* **EXERCISE OBJECTIVE**
When a line in the data below includes "slide", pick it out and copy it.

(Saved entries)
++++

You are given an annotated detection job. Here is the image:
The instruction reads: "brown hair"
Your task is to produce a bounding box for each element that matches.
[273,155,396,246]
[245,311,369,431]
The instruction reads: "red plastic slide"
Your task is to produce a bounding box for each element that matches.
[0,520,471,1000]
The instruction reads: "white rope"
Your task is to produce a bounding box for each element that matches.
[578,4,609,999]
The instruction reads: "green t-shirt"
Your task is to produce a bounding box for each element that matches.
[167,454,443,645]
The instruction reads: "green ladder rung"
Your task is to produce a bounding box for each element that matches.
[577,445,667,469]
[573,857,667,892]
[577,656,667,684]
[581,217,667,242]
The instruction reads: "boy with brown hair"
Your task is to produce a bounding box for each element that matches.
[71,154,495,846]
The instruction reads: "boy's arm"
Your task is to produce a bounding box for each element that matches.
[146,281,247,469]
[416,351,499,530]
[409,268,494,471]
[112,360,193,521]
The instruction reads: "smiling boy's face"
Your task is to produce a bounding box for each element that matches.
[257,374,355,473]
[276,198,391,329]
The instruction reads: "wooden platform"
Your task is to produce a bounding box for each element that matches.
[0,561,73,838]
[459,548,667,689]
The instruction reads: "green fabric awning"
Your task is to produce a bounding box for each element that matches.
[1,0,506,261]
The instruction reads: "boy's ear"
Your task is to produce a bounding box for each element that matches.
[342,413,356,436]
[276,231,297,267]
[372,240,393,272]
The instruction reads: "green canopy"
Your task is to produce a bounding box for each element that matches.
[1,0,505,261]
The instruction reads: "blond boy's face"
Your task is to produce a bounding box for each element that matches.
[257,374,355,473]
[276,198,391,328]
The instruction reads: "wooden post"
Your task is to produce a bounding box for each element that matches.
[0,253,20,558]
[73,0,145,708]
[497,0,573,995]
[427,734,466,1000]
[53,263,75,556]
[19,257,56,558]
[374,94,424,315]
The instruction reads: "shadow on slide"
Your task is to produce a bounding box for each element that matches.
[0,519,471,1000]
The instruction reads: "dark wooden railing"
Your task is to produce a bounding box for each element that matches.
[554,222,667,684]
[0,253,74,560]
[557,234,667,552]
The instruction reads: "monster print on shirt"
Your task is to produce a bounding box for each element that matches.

++++

* **FINAL ANSWER**
The instruction reads: "red plastic slide"
The instruction reads: "shadow on slide"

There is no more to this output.